▸ ABOUT THIS TASK: Report back each line of the records that contains the string "instance".
• • • • • • •
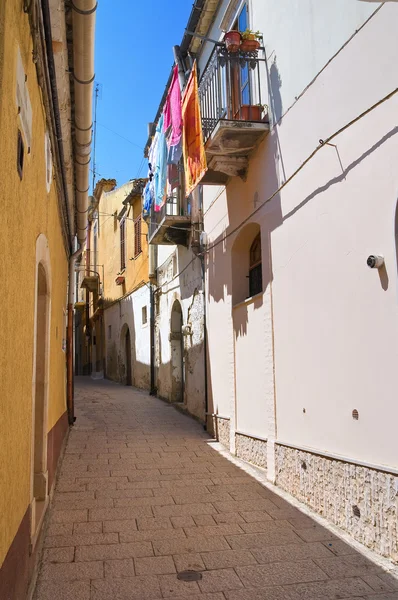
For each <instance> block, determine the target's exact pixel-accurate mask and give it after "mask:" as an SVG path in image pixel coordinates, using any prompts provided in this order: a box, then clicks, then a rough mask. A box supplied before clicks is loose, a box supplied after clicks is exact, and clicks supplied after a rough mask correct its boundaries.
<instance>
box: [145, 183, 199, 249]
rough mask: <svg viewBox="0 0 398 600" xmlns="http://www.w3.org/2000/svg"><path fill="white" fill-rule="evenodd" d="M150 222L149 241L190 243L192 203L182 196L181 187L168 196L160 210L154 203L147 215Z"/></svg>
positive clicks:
• • • • • • •
▸ EXERCISE SOLUTION:
For each <instance> block, determine the target's exact pixel-accurate mask and give it after "mask:" as an SVG path in image pixel coordinates, using any prompts provided in this order: a box, then clicks, then a rough mask. A box supplied before clicks is loose, a box supplied after clicks is exact, and clicks supplied after a rough mask correct its boundaries.
<instance>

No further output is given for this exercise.